● WHAT IS BEING ASKED: Rewrite the lines starting at the one containing "Target: dog's head" and ending at the one containing "[(565, 428)]", replacing "Mark" with "Place" and leaving everything else unchanged.

● Object position labeling items:
§

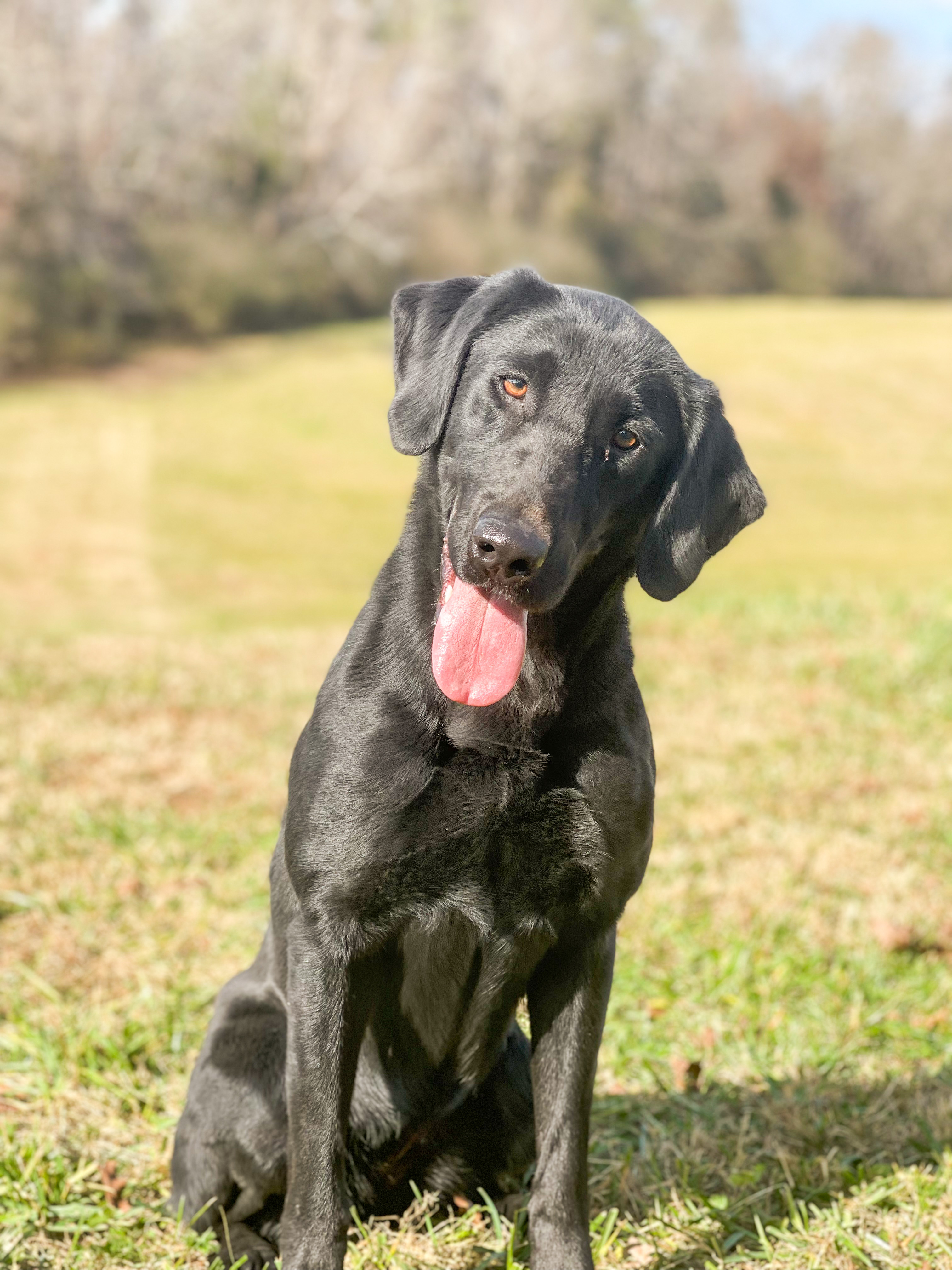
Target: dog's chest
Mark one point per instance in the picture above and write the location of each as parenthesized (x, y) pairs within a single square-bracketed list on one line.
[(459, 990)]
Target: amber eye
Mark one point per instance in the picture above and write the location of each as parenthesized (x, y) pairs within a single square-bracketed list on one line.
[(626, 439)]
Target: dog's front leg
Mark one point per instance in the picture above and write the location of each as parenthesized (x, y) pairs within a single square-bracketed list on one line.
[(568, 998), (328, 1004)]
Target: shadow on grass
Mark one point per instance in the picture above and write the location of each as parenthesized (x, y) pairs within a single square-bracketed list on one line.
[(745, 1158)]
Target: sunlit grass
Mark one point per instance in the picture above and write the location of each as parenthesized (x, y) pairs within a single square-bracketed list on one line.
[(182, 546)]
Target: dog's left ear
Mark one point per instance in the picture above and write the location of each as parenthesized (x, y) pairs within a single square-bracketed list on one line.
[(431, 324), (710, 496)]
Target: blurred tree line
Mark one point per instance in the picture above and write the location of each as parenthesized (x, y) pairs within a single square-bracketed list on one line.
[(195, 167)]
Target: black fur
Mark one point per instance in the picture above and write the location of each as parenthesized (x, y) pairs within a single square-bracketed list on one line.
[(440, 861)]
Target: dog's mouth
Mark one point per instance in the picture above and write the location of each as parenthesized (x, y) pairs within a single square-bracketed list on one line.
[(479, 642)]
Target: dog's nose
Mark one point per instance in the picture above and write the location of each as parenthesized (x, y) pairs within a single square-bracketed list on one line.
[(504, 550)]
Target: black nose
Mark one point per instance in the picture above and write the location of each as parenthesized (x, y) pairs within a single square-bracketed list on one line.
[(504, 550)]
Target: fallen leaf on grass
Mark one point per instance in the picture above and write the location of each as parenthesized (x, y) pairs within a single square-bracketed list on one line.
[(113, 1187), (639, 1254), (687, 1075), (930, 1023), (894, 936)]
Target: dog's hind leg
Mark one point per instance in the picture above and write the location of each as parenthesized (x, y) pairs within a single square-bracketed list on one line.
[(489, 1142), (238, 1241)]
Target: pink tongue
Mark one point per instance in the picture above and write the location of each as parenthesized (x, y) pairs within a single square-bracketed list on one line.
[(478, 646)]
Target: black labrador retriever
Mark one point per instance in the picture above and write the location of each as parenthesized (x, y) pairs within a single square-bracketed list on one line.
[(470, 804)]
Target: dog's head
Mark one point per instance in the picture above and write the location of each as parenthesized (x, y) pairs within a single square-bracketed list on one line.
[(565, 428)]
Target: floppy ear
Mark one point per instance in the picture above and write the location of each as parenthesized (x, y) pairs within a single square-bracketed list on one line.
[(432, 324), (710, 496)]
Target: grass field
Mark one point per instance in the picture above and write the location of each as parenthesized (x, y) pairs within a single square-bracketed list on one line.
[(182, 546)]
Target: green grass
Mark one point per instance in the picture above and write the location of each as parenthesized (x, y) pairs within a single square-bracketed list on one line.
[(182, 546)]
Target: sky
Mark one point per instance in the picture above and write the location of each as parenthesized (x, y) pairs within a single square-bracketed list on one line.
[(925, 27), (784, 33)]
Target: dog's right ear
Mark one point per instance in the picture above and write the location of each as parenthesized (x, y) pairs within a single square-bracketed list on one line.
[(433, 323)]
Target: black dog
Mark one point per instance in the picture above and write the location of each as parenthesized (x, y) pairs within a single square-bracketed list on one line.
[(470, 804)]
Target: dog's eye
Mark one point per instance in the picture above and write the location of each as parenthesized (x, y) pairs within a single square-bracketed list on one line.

§

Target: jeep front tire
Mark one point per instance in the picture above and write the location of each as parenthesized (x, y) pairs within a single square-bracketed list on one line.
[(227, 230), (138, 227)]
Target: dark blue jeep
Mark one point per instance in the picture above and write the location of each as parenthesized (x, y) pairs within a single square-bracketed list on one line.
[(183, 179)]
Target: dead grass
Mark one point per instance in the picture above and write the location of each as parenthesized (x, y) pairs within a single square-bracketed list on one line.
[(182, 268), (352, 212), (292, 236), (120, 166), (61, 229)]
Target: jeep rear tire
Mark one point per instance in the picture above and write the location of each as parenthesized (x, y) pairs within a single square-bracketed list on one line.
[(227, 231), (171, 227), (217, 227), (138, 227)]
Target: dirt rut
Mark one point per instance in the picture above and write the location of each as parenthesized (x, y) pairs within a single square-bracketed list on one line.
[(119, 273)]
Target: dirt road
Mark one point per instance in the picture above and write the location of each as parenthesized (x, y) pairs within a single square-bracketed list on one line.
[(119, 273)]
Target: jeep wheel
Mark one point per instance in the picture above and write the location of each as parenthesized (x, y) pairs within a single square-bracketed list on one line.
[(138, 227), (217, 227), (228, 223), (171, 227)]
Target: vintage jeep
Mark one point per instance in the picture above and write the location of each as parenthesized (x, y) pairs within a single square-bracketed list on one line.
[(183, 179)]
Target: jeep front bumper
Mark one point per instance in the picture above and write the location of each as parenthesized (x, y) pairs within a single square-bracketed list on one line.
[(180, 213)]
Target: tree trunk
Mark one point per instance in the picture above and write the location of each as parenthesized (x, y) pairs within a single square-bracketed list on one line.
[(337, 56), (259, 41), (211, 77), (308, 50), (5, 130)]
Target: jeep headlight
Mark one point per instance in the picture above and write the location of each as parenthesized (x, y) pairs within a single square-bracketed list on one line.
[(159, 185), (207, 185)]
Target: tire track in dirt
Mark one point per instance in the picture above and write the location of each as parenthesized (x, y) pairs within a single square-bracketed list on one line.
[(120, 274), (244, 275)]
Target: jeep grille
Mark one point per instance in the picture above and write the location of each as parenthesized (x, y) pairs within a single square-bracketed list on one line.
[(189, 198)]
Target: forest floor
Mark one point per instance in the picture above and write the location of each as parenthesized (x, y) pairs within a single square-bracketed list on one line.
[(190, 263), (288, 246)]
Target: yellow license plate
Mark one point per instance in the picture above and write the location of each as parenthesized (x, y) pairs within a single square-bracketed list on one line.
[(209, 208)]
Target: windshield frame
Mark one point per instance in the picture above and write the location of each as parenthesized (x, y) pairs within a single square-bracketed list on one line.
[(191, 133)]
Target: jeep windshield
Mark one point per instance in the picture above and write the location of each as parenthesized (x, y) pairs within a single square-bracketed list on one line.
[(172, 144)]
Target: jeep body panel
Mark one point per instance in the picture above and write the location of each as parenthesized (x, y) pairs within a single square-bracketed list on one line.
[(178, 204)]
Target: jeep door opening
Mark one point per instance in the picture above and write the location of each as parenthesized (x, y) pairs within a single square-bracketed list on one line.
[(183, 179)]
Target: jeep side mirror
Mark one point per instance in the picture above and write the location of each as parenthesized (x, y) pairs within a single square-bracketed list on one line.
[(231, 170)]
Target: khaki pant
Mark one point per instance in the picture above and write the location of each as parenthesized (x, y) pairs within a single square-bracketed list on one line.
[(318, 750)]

§

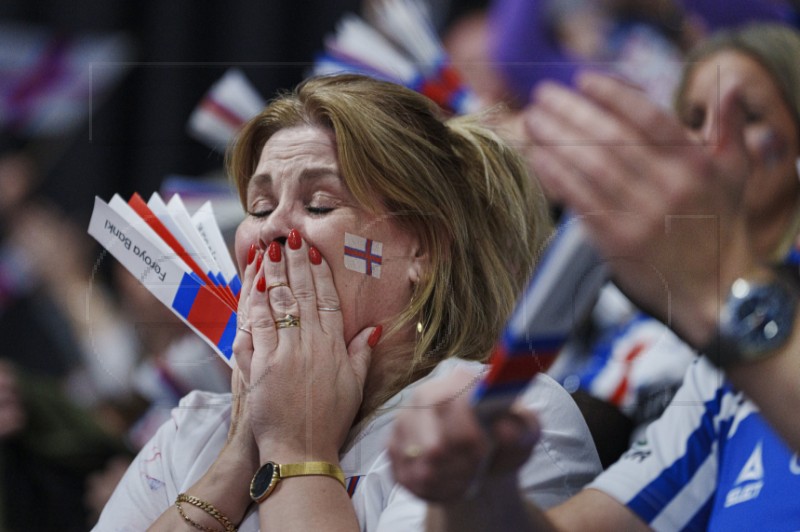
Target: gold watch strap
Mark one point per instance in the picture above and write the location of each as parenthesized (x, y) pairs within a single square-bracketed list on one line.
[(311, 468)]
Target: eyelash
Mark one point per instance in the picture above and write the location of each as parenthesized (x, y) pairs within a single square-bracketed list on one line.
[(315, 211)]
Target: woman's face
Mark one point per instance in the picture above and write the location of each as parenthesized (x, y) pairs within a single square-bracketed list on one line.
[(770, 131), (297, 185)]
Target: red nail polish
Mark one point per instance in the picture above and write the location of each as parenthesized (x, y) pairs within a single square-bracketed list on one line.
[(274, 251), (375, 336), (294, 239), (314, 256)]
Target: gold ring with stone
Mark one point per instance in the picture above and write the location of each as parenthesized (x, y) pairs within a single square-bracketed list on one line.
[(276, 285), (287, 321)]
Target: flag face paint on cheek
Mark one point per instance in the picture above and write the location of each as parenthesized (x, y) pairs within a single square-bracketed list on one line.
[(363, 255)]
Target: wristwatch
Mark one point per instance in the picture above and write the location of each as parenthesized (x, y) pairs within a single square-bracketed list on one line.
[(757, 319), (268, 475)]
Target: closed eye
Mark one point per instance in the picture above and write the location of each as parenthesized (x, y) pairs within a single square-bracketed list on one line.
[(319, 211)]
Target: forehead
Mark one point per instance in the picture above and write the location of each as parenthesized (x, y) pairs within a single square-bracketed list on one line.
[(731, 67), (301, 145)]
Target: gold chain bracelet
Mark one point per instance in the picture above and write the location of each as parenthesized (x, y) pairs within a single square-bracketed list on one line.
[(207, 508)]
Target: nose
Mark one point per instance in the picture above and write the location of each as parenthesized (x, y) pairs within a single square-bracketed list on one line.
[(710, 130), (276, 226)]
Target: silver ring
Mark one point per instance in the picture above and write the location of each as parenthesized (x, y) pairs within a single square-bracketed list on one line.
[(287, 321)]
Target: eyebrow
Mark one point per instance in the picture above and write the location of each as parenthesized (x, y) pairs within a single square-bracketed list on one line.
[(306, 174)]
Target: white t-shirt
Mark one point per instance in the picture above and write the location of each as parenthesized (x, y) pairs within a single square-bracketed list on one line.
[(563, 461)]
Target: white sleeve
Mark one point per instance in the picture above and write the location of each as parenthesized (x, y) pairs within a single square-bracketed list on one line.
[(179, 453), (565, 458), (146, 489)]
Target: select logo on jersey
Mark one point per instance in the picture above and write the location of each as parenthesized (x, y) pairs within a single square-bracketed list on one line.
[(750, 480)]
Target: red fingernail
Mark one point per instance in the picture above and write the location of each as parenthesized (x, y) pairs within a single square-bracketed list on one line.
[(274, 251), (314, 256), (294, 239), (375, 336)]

§

● FINAL RESULT:
Target: dog's head
Place one point per instance in the picture above and write the location of each as parenthesized (x, y) pairs within a single square-bracketed list on one line.
[(565, 428)]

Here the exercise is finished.